Collected data
===
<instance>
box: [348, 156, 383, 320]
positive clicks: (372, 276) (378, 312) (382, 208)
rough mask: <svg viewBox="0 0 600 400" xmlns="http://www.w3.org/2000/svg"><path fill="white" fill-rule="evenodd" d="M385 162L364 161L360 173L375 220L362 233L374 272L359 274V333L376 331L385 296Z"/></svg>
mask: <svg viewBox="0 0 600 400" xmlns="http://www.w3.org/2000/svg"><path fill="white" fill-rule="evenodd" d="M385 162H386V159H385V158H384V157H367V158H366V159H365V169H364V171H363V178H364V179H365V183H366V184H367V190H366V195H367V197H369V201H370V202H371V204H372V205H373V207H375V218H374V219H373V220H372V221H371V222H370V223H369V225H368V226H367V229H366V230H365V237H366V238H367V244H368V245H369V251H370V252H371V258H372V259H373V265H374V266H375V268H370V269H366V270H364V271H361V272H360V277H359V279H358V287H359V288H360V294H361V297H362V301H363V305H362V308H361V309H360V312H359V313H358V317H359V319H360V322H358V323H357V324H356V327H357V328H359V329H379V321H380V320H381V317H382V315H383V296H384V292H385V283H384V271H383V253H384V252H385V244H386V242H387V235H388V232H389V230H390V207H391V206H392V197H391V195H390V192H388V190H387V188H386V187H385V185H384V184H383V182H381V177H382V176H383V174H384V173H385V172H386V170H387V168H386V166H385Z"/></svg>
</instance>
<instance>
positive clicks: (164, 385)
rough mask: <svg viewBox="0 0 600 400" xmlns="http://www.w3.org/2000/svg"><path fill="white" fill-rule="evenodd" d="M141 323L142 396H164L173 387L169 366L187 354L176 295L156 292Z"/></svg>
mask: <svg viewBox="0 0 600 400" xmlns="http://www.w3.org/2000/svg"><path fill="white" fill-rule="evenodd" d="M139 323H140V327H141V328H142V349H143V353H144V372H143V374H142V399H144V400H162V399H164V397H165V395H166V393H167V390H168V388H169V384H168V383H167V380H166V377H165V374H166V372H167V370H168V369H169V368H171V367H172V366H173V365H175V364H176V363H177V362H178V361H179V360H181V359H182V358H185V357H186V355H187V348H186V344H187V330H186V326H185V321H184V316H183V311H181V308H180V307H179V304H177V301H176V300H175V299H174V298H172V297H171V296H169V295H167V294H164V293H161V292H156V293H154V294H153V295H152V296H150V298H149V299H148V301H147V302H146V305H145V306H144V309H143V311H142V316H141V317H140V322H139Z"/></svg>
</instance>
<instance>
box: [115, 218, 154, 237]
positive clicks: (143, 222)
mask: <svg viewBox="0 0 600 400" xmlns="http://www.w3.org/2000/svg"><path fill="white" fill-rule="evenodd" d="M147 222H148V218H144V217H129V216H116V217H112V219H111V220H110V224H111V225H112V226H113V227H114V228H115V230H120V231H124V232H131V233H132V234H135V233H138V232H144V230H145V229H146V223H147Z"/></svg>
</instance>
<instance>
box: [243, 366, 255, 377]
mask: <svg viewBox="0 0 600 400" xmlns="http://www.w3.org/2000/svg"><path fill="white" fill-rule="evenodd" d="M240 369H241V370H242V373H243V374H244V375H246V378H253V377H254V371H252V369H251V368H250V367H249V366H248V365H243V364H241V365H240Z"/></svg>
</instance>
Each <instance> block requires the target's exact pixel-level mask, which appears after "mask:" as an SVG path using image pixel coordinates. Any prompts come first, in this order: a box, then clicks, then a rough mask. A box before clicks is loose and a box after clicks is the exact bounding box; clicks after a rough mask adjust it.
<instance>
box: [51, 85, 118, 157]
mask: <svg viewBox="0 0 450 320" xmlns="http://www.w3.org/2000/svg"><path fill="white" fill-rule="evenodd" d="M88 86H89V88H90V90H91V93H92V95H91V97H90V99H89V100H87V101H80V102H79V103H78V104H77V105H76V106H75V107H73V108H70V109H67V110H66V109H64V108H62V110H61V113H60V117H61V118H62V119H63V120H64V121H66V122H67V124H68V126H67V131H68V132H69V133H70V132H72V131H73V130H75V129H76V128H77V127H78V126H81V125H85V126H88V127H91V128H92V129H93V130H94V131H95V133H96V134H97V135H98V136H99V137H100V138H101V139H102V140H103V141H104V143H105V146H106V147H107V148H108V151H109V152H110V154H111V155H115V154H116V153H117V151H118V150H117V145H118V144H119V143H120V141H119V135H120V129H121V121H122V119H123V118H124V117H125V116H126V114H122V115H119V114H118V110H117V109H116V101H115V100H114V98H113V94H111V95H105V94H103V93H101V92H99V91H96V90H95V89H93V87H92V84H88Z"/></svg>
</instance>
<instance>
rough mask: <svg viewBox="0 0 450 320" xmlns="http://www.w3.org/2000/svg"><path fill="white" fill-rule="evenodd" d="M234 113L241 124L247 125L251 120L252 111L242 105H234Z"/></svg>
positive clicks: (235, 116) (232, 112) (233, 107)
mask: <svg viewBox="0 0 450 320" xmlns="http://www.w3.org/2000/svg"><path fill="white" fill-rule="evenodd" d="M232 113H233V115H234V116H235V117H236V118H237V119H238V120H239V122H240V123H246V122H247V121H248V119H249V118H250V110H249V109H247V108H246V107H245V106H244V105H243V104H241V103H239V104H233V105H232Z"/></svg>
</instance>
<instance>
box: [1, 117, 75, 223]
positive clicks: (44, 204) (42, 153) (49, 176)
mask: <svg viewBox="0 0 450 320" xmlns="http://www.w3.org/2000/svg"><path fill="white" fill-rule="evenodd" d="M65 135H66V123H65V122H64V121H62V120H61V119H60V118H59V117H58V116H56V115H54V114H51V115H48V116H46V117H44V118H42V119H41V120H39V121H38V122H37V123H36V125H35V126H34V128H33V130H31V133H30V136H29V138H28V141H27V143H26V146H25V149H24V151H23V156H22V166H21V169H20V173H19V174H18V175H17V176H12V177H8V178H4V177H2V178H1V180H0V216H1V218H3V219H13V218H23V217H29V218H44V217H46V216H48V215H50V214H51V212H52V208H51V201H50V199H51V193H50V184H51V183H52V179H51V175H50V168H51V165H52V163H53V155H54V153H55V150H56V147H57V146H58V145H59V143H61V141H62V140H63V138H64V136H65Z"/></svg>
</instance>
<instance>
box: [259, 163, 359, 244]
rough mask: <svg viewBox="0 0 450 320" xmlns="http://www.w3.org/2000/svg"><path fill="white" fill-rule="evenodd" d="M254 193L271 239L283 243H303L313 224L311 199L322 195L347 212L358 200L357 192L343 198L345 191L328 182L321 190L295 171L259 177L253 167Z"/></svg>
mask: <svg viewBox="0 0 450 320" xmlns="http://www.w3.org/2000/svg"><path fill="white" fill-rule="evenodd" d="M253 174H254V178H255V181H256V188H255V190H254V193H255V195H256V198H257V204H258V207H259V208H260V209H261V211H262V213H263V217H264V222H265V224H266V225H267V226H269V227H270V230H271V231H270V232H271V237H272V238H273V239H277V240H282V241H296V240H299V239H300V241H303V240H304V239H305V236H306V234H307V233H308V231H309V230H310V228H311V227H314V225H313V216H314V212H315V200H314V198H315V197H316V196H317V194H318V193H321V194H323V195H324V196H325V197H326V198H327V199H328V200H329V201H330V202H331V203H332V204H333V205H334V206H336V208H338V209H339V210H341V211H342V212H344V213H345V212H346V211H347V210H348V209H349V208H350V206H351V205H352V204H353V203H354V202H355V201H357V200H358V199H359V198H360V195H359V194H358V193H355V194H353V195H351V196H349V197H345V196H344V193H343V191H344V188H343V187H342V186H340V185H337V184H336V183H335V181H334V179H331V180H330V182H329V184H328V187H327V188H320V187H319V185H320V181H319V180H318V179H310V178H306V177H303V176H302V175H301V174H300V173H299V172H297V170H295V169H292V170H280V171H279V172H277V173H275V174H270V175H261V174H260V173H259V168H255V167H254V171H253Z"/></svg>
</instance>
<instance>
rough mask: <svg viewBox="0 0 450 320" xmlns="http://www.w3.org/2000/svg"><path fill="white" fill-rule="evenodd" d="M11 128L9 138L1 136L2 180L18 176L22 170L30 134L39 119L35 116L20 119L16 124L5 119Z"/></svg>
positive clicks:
===
Write the opening line of the data above and every line after it, exactly, stopping once you have written the line with "positive clicks: (372, 276)".

<instance>
box: [348, 156, 383, 320]
positive clicks: (372, 276) (378, 312) (382, 208)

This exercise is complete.